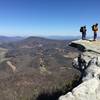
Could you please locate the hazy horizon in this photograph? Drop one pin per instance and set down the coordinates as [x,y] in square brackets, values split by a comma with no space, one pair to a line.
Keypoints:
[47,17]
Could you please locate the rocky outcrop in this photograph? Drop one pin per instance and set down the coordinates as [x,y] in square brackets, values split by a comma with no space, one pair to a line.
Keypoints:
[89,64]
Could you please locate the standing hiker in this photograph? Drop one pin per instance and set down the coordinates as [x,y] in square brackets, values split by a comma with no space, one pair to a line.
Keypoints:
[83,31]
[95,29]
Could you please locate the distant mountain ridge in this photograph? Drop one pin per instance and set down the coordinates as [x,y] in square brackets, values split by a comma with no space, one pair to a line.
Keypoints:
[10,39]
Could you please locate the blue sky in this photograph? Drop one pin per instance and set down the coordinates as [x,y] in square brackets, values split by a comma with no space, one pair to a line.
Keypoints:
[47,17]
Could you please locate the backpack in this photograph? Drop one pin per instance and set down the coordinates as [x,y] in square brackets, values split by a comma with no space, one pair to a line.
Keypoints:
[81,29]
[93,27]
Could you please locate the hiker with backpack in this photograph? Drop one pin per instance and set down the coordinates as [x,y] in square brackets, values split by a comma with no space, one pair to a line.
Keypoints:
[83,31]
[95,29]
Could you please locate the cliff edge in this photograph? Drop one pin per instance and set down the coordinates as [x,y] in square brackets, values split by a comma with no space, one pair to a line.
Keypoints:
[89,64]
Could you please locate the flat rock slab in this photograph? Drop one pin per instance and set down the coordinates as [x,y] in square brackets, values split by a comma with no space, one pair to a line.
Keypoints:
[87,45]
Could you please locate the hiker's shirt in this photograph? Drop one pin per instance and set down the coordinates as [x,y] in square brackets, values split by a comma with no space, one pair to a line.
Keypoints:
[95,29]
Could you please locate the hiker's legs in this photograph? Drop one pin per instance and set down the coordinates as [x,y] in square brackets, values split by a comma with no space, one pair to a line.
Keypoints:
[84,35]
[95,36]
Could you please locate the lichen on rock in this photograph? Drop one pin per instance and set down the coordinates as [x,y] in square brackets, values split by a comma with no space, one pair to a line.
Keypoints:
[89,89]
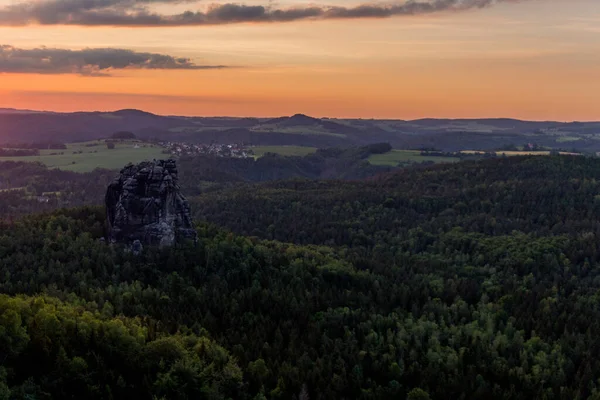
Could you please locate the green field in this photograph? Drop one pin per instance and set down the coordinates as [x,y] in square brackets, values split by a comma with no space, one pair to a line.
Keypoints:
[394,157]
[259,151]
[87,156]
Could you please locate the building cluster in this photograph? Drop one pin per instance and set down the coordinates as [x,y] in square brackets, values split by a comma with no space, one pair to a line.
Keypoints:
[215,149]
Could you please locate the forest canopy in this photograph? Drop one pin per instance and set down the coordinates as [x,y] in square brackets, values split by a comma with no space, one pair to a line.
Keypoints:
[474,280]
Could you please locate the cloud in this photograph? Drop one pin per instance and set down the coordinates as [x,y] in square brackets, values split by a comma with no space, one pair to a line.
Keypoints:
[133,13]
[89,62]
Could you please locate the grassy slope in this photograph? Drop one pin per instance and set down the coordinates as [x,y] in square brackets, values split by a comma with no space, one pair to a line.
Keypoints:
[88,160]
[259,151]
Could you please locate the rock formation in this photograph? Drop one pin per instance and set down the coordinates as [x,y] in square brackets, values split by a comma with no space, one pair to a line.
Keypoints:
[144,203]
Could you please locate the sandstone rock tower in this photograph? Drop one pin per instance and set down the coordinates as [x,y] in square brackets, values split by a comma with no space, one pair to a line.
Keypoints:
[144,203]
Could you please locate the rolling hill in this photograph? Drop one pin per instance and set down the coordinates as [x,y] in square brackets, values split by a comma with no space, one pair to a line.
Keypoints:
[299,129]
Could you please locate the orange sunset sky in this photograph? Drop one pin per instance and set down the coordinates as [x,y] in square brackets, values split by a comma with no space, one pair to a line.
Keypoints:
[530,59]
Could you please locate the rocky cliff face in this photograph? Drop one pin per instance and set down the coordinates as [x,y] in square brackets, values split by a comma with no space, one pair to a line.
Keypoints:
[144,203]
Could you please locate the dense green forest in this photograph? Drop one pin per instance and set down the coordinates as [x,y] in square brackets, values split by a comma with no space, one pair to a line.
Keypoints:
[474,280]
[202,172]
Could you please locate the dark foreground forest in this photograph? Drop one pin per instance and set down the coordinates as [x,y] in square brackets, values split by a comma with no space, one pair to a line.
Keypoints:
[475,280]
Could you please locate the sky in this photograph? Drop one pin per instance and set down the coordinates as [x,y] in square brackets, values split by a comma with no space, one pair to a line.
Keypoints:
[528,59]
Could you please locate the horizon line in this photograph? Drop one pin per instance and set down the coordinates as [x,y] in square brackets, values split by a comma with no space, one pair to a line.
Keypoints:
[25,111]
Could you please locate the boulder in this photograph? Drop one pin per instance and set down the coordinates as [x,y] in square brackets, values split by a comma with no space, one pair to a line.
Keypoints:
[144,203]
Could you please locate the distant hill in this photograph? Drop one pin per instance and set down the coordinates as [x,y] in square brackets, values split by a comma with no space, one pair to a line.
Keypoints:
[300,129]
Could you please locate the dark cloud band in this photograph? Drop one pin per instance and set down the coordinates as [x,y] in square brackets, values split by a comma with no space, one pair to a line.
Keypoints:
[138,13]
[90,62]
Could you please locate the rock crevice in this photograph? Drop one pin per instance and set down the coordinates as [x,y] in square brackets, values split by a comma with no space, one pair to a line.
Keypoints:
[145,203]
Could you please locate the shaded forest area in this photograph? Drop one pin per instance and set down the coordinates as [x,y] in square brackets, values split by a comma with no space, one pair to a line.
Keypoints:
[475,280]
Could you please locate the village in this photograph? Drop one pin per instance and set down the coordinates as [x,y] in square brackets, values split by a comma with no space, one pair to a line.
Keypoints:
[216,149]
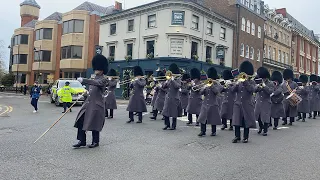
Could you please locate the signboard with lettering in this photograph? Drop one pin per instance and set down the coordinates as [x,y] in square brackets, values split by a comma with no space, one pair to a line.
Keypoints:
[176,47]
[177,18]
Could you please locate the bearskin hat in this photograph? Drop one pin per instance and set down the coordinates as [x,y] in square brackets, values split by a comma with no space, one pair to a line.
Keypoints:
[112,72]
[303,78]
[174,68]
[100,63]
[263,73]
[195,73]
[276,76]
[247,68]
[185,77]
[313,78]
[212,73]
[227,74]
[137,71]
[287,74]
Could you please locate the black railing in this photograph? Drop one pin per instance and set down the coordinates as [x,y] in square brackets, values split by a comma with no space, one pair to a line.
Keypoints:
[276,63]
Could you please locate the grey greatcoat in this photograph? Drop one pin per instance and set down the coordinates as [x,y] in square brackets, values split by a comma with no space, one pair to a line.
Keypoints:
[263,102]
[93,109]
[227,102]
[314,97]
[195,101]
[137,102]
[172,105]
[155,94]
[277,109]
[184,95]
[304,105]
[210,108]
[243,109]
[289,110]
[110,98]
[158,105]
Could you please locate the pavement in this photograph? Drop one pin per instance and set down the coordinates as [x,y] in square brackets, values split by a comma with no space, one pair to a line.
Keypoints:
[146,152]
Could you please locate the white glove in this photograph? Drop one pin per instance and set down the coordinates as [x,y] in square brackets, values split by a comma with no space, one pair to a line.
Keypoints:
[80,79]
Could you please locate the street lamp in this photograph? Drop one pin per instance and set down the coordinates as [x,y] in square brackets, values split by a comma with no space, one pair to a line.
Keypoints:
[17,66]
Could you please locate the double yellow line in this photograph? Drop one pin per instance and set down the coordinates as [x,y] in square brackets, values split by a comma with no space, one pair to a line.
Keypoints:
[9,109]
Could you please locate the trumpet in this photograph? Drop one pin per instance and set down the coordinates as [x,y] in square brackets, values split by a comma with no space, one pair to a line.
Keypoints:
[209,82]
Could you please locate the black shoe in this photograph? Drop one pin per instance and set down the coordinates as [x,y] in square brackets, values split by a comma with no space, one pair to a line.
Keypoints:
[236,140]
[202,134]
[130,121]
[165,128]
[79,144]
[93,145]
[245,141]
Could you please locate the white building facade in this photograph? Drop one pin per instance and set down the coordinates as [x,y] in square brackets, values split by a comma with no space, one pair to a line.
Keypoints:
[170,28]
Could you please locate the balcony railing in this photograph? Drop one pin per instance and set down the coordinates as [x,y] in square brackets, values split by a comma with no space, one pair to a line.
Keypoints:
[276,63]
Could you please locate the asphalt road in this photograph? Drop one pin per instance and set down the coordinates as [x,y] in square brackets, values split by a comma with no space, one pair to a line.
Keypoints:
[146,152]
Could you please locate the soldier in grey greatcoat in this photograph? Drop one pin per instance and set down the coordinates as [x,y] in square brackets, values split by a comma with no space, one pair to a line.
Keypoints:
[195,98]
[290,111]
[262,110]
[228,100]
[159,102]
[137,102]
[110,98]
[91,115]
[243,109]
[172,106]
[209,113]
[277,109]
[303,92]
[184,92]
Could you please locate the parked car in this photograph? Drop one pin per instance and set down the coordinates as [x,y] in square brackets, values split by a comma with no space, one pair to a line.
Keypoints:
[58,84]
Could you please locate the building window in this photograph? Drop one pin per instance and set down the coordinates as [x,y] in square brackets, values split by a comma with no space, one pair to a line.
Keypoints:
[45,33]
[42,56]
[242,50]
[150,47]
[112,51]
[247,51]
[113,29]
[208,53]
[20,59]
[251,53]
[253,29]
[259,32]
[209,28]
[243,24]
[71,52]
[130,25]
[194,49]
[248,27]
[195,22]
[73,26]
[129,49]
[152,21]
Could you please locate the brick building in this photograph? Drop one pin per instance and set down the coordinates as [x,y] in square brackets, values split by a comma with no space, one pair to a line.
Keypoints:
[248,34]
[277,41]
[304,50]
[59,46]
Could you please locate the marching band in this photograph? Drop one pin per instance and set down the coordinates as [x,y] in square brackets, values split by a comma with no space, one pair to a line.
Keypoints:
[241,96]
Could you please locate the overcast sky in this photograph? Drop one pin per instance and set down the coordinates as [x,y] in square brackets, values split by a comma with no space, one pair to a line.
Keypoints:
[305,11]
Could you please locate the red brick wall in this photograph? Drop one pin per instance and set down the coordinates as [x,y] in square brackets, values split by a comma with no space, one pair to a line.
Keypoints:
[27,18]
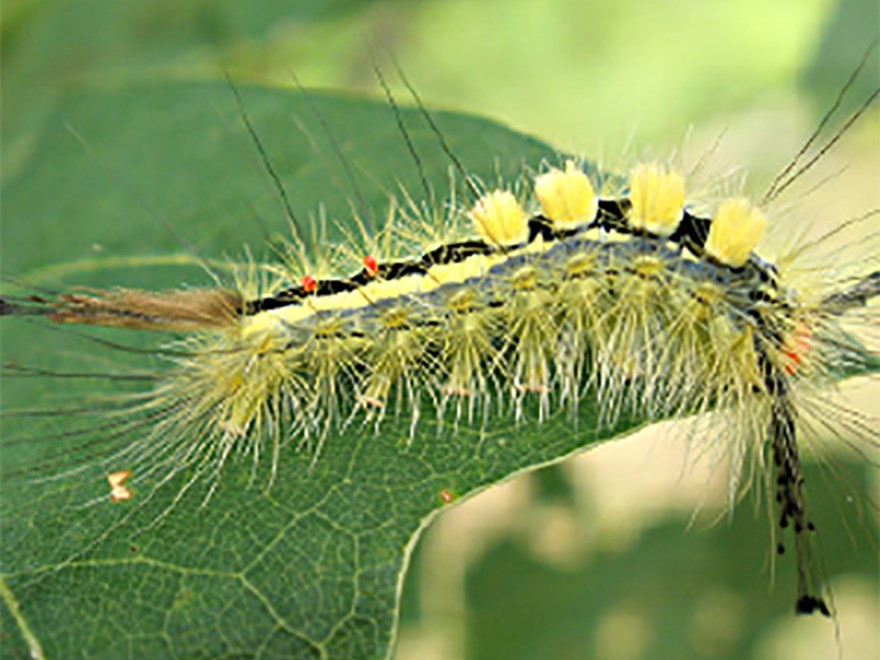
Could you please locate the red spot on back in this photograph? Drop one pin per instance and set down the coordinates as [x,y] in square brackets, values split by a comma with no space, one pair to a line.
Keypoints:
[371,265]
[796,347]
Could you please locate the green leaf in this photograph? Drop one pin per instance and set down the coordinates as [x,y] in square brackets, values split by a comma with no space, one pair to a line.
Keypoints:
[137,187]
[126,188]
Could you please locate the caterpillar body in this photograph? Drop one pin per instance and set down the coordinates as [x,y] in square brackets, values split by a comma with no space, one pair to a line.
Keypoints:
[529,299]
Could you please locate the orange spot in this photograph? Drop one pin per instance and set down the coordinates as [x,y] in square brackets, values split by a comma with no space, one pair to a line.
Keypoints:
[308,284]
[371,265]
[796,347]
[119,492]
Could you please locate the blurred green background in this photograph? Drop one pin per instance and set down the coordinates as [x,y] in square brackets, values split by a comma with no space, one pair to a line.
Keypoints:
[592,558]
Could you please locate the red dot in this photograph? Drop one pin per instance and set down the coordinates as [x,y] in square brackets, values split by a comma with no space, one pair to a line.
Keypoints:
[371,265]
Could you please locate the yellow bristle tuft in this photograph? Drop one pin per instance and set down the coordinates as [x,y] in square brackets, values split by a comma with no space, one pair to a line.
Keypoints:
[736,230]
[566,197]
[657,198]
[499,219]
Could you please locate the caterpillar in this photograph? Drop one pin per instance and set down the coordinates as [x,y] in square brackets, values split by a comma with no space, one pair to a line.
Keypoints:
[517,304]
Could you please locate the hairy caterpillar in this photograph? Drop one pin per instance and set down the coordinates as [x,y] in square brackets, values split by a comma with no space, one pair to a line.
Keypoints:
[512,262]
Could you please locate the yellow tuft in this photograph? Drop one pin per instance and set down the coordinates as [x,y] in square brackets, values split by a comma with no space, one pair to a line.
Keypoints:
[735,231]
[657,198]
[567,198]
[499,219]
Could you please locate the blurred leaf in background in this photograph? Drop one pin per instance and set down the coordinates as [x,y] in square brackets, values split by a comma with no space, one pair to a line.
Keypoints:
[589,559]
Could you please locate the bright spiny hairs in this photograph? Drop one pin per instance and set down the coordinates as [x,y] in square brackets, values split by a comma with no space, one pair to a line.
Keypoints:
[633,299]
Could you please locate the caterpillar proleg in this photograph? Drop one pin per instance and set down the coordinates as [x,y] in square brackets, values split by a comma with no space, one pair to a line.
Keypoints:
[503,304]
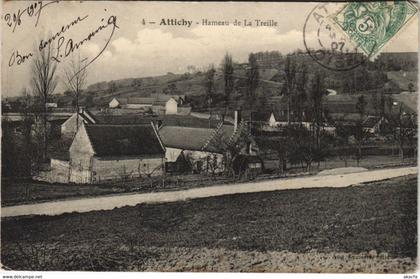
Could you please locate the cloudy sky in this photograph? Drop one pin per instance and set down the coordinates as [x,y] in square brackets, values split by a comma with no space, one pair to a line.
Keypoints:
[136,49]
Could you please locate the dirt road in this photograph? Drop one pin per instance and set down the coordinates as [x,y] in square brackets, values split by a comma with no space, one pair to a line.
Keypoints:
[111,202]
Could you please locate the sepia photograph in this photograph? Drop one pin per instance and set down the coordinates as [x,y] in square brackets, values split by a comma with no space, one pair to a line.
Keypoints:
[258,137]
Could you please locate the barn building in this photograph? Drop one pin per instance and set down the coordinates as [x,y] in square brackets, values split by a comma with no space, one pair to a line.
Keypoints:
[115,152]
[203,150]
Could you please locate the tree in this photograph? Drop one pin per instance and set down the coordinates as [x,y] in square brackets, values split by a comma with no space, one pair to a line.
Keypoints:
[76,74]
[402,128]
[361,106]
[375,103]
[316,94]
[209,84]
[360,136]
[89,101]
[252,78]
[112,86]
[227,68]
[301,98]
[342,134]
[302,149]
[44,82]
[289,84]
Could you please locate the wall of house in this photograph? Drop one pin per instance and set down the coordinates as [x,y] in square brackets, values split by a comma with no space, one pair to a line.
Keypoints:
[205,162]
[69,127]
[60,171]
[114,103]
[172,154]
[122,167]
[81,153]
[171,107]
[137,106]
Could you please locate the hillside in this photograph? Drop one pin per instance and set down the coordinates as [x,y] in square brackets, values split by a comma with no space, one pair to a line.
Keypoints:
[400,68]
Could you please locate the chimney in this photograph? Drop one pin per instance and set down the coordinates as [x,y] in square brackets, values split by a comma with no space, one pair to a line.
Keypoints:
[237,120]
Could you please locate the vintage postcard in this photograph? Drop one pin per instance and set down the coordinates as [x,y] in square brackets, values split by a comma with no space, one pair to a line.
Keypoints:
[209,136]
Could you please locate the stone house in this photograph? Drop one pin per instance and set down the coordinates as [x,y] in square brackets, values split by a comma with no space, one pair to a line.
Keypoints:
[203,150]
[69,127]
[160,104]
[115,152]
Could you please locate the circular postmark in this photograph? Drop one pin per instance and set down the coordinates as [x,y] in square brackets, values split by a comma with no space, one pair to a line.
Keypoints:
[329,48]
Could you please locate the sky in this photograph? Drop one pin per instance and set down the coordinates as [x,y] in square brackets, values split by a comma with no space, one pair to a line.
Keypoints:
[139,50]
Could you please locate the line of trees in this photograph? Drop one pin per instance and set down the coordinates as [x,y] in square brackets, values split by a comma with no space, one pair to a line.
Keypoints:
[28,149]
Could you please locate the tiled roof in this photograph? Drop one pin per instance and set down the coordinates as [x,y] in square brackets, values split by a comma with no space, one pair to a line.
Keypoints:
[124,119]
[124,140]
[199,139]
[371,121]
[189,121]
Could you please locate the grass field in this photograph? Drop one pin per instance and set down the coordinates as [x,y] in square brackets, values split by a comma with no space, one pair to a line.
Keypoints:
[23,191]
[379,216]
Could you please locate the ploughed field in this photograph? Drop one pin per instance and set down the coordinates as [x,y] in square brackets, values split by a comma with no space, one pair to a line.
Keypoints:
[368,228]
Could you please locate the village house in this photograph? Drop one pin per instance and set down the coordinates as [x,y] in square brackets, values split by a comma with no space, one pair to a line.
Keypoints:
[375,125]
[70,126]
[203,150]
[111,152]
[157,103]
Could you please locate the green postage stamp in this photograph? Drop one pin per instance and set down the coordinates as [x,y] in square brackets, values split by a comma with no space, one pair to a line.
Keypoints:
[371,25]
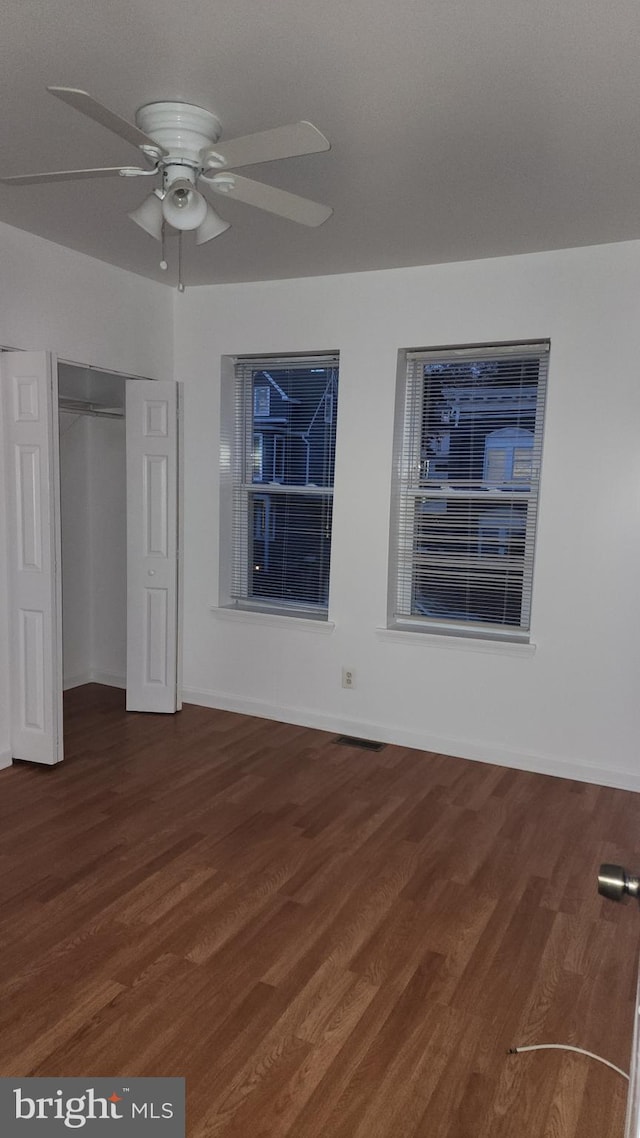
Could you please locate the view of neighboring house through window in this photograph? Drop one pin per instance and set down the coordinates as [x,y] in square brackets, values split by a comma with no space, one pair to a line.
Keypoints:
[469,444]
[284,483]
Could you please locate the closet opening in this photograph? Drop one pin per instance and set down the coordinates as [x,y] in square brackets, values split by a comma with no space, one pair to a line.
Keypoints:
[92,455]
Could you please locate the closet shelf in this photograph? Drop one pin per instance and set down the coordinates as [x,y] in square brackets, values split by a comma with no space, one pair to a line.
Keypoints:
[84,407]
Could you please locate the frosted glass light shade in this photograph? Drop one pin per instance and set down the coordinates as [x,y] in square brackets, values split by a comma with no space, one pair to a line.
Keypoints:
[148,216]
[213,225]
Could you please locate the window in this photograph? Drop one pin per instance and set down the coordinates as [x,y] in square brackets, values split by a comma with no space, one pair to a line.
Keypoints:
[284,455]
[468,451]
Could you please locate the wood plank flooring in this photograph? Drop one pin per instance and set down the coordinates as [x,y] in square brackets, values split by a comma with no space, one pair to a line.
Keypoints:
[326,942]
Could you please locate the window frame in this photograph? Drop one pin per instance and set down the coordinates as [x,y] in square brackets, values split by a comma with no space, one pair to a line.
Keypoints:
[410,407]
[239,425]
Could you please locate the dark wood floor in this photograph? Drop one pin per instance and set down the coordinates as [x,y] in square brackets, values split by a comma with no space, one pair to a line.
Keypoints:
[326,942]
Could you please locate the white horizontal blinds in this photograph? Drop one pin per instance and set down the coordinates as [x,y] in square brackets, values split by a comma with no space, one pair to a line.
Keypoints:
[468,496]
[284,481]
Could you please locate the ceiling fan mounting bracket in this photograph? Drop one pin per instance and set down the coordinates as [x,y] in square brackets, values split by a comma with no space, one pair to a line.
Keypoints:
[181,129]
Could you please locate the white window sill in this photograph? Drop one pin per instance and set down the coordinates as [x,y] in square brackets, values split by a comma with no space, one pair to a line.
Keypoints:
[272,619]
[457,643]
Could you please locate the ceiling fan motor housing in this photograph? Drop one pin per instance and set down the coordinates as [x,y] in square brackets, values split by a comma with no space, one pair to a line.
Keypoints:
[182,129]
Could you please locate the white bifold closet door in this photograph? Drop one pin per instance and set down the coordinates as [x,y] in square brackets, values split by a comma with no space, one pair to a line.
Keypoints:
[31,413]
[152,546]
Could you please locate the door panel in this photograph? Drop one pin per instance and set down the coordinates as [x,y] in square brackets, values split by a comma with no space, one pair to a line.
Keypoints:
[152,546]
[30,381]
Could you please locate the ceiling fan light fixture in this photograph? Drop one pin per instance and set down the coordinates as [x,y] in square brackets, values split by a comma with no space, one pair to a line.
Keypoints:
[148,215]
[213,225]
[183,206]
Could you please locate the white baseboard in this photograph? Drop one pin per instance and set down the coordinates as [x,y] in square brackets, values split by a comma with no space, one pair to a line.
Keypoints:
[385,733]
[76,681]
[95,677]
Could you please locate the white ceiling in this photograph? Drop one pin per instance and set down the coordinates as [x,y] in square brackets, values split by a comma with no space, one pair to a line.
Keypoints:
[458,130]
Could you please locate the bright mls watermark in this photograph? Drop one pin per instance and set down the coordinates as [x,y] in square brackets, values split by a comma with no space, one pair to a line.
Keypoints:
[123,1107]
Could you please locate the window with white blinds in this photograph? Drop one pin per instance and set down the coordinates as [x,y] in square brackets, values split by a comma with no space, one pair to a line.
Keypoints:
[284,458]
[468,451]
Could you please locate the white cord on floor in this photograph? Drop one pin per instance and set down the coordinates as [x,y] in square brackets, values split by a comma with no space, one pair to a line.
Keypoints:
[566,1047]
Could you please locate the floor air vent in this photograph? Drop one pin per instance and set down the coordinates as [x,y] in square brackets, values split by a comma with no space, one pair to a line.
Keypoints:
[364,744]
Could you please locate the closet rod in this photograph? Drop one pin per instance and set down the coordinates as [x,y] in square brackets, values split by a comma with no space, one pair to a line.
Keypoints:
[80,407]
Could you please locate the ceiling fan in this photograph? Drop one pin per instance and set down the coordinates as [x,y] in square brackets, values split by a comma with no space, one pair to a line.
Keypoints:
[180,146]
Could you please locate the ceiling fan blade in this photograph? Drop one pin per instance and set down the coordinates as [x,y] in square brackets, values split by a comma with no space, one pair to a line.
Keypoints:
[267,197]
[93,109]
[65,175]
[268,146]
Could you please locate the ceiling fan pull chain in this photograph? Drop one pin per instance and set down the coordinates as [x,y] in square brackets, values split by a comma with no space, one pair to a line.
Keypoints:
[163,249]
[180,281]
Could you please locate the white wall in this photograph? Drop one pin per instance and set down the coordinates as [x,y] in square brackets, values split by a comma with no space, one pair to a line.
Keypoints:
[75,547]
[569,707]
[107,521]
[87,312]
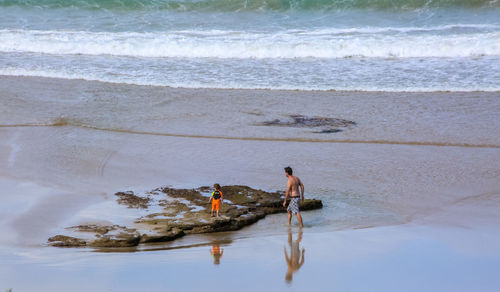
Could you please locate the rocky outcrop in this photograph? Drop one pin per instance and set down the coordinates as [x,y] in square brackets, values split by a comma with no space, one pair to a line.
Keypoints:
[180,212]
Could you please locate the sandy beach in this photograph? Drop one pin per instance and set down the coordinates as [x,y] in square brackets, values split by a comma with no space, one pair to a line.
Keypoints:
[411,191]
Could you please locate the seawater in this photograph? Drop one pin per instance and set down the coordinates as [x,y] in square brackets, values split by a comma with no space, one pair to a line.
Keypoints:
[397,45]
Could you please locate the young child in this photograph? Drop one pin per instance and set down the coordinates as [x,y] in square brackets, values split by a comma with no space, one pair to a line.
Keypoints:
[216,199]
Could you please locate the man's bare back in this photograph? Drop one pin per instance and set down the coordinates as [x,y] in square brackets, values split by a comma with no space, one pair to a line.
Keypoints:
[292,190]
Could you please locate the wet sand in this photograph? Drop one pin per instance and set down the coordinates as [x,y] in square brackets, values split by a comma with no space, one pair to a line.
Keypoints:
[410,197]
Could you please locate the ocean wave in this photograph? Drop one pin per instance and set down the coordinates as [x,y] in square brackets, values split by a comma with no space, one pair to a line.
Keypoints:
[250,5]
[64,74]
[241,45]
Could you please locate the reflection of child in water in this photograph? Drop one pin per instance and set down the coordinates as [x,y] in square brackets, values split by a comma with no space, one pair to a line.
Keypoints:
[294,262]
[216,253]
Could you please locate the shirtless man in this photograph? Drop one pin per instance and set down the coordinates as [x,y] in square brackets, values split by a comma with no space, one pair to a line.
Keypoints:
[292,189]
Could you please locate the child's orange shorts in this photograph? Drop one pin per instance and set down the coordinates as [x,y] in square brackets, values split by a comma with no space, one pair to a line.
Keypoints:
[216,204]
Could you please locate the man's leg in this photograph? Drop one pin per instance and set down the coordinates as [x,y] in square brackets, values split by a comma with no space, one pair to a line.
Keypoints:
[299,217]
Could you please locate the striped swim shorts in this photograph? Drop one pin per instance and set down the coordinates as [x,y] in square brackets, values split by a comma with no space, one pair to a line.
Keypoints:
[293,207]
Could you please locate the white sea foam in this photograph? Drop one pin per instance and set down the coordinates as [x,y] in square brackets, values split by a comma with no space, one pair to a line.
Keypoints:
====
• [Request] Exactly as written, give again every line from the one containing "Could you please locate the man's leg" through the last line of the material above, and no other lines.

• [Solution below]
Could you please locate the man's leg in this photograph? Drop one pin per instance and set down the coordinates as [x,y] in square brackets, values split by a comma with no space, one pair to a line.
Keypoints:
[299,217]
Could you please locate the striped swim shorts in this photograph? Drop one pin per instance and set down the coordinates as [x,y] in square brackets, values split by a comma with no space, one pair to a line.
Keypoints:
[293,207]
Could you please locate the white sea foam in this photograph? Drop one pin per instance and set down the coordinates as [x,y] in square brackets, values split by a comma with no space, one pair to a line.
Keypoints:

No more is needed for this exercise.